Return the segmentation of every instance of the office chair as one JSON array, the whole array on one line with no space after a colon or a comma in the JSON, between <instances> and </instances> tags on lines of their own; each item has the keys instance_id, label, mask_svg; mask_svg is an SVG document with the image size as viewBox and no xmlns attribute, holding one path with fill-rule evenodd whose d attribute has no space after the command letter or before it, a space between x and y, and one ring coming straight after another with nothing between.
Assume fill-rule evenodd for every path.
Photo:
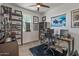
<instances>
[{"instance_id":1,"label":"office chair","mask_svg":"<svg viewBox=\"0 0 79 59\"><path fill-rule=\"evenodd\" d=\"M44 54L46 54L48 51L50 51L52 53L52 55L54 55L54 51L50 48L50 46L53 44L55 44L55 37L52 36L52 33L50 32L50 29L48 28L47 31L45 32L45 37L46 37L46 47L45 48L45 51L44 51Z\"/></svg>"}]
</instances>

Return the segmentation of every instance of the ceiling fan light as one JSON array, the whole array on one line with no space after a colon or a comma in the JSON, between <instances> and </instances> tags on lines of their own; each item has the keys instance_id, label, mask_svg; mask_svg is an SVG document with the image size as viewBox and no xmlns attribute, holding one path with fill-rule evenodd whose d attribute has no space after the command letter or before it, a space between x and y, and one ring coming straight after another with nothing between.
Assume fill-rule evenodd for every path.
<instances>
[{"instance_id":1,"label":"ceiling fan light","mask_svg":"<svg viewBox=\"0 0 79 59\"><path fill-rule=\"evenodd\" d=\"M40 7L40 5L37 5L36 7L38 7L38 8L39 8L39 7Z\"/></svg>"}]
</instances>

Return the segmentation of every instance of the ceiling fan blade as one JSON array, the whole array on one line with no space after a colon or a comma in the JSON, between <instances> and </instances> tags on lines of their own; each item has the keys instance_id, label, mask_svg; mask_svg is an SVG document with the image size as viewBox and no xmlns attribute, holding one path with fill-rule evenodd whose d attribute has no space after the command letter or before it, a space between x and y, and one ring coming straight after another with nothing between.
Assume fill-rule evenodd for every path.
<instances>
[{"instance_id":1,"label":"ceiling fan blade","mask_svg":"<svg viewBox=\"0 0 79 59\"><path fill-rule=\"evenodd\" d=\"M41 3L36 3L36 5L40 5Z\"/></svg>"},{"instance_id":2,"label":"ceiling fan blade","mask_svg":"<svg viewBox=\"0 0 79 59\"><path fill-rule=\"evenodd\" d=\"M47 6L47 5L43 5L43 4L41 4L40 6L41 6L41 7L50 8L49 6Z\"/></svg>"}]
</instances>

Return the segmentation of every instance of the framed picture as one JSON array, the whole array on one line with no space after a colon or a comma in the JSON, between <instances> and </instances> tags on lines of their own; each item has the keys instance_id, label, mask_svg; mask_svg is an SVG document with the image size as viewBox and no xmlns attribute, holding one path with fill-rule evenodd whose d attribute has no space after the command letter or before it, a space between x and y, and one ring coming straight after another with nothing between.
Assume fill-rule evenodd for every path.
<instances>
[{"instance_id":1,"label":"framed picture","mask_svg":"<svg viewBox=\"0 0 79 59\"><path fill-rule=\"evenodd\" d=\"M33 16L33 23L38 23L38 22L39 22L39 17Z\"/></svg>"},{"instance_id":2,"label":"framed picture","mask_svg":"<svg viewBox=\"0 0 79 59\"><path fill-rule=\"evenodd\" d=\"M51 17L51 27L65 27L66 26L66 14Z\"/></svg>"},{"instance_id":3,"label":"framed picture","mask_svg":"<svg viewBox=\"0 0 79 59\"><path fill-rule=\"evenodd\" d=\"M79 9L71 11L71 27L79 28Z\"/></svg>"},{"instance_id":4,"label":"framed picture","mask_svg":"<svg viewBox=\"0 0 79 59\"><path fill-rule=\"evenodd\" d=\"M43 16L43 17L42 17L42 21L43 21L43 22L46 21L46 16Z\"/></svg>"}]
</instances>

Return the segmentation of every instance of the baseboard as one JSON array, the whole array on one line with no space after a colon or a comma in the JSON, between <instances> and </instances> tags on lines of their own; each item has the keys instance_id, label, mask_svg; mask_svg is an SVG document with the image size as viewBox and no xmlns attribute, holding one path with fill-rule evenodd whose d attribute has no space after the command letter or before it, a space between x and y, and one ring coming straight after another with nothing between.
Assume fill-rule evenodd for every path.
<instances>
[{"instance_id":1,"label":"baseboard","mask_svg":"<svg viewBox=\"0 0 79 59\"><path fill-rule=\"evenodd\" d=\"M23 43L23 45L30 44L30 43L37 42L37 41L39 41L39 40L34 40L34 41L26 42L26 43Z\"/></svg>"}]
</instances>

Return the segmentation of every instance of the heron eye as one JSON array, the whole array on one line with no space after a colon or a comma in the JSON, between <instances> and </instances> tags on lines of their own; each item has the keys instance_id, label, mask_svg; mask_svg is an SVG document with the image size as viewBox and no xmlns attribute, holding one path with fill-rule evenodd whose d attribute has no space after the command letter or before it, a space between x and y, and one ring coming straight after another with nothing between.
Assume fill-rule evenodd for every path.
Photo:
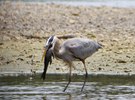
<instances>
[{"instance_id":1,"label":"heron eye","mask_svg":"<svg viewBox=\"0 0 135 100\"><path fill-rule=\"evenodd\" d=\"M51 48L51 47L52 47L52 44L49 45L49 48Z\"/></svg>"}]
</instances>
————
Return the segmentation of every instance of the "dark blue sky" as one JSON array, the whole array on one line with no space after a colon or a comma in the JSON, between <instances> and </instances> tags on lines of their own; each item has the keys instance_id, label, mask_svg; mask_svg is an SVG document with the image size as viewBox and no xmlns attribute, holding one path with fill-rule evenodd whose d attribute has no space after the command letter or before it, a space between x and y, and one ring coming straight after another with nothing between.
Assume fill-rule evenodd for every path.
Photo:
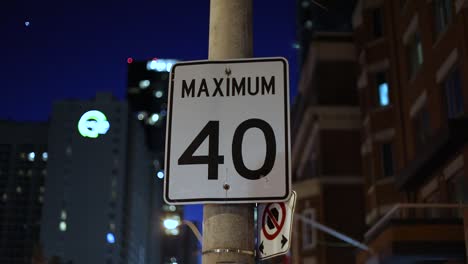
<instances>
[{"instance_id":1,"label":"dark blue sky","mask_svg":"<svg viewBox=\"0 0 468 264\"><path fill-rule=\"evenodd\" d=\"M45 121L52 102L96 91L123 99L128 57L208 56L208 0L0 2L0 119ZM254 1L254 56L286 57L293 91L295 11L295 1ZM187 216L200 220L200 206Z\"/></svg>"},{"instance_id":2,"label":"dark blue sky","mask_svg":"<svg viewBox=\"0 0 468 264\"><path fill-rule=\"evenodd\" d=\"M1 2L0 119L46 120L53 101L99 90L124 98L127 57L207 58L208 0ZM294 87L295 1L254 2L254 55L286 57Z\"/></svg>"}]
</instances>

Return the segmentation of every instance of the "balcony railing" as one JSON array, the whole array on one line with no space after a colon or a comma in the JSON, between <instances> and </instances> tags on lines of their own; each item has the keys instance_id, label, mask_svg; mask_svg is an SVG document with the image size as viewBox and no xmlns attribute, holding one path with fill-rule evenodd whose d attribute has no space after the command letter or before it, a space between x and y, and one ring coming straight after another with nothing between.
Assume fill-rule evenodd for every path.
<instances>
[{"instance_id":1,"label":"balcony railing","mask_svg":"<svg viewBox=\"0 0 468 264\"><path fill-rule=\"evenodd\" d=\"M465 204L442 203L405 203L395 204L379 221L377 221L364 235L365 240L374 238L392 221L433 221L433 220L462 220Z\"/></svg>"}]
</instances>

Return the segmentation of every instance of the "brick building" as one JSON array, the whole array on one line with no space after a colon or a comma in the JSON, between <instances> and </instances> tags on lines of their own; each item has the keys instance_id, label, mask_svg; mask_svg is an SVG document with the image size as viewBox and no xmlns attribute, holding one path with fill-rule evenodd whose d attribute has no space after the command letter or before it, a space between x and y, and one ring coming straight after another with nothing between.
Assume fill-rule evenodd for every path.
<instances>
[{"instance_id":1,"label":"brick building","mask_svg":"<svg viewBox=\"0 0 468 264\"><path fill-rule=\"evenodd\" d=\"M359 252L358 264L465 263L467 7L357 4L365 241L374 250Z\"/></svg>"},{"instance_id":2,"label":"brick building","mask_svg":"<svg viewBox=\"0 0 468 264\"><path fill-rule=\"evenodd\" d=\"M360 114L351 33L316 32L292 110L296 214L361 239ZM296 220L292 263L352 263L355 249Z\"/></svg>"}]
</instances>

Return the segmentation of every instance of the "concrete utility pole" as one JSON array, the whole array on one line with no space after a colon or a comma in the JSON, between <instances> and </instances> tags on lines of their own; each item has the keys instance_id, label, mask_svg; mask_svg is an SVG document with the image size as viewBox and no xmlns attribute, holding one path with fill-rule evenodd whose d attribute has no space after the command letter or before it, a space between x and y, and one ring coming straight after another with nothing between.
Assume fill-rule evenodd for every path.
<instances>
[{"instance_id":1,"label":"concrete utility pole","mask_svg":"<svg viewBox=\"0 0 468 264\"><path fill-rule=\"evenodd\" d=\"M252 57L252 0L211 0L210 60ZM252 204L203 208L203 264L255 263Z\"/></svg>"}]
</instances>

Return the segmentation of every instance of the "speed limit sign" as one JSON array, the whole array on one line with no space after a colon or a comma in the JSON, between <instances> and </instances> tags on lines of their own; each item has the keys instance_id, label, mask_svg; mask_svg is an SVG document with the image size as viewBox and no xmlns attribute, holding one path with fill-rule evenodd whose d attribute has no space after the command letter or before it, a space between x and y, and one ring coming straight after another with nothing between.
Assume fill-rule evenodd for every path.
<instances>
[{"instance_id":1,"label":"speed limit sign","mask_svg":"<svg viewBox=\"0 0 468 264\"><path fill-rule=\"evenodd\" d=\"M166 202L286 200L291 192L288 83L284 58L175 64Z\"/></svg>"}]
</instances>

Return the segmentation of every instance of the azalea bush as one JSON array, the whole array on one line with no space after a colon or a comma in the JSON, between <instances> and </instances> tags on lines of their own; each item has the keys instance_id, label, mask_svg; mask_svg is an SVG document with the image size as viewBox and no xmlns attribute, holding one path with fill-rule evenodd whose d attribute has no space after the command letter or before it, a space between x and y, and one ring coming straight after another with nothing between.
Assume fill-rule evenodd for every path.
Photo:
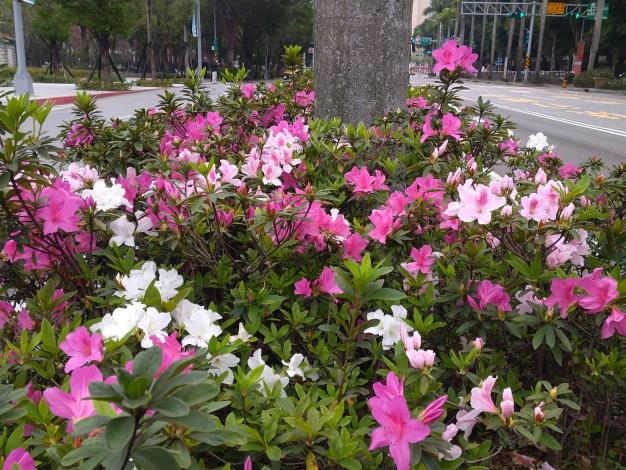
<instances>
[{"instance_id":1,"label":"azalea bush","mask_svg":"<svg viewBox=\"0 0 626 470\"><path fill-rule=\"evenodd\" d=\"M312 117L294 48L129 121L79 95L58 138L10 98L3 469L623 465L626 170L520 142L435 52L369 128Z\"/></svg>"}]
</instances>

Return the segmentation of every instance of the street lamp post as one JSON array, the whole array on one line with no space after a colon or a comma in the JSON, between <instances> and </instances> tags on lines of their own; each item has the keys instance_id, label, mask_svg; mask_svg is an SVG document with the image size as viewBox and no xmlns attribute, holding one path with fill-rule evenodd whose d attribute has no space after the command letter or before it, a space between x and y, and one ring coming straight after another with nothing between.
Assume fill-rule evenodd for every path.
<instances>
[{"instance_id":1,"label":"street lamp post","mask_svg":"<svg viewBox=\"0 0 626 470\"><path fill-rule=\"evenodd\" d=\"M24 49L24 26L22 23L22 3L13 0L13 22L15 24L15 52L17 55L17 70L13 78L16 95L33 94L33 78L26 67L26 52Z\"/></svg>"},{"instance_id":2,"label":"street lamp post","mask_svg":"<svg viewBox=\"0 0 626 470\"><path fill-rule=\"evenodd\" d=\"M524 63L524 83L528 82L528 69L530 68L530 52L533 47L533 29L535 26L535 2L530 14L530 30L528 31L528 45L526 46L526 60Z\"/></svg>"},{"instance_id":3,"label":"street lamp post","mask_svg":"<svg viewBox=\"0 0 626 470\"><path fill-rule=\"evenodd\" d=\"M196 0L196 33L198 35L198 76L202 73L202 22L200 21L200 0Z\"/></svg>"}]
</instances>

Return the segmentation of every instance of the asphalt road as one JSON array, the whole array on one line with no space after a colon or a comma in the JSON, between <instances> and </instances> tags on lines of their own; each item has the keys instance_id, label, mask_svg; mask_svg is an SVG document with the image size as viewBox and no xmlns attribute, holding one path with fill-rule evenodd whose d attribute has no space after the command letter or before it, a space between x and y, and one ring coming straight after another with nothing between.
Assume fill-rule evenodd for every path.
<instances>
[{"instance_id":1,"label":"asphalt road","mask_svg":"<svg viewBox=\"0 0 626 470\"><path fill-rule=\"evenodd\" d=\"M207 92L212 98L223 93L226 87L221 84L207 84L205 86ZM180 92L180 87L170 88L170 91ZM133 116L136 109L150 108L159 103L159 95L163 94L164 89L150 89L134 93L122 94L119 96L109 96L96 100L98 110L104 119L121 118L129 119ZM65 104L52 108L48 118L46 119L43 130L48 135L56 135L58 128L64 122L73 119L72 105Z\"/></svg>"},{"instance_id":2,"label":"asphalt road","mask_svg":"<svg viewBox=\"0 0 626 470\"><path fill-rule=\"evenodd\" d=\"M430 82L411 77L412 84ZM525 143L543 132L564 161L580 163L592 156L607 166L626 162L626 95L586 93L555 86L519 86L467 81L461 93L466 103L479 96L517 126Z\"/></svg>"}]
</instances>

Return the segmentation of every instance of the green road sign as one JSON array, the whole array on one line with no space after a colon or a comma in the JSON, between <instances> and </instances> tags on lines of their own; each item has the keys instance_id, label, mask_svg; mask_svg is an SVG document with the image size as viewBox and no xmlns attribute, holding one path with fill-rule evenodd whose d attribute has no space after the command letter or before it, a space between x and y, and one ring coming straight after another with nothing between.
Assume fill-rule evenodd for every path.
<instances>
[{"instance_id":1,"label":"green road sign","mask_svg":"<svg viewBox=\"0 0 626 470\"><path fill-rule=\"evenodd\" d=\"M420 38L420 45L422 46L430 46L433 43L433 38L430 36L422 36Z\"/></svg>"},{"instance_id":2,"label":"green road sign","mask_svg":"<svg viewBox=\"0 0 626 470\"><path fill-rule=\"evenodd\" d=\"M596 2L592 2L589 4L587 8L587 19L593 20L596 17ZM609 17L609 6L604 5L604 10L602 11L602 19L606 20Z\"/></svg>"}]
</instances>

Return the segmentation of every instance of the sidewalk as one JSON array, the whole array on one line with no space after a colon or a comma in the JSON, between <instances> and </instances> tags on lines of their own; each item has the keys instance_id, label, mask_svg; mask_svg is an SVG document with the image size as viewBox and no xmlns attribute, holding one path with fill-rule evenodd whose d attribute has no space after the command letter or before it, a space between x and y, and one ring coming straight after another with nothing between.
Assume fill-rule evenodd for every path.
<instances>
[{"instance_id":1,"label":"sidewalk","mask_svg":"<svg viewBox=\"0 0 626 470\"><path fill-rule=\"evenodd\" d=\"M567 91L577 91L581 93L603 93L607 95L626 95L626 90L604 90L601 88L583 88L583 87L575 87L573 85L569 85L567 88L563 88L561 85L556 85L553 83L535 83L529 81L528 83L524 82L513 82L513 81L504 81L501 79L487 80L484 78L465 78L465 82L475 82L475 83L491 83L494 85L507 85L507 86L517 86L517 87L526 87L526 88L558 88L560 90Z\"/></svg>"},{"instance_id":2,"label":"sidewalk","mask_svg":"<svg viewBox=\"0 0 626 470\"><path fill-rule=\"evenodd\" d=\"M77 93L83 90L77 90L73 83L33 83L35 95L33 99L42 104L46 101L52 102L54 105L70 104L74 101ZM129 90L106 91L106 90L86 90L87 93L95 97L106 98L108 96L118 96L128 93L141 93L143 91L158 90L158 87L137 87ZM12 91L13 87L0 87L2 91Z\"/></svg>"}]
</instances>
————
● **Task statement**
Beginning with the line that has "Return the segmentation of every instance of the green" and ending with the line that has "Return the segmentation of every instance of the sidewalk", set down the lines above exactly and include no others.

● **Response area**
Return the segmentation of every instance of the green road sign as one JSON array, the whole array on one line with no space after a colon or a comma in the JSON, between <instances> and </instances> tags on lines of their own; each item has the keys instance_id, label, mask_svg; mask_svg is an SVG document with the image size as viewBox and no xmlns attribute, holding one path with fill-rule evenodd whose d attribute has no space after the command letter or before it, a space between x and y, and one ring coming straight after another with nothing between.
Assume fill-rule evenodd for every path.
<instances>
[{"instance_id":1,"label":"green road sign","mask_svg":"<svg viewBox=\"0 0 626 470\"><path fill-rule=\"evenodd\" d=\"M420 38L420 45L422 46L430 46L433 43L433 38L430 36L422 36Z\"/></svg>"},{"instance_id":2,"label":"green road sign","mask_svg":"<svg viewBox=\"0 0 626 470\"><path fill-rule=\"evenodd\" d=\"M596 2L592 2L589 4L587 8L587 19L593 20L596 17ZM609 17L609 6L604 5L604 10L602 11L602 19L606 20Z\"/></svg>"}]
</instances>

Return the segmentation of every instance of the sidewalk as one JSON array, the whole array on one line with no space after a colon or a comma in the JSON, between <instances> and </instances> tags on lines of their own; each item has the keys instance_id, label, mask_svg; mask_svg is an SVG document with the image size as viewBox and no xmlns attribute, holding one path with fill-rule evenodd whose d attribute has no space after the command letter or before it, a space between x and y, and one ring coming straight after another with nothing between.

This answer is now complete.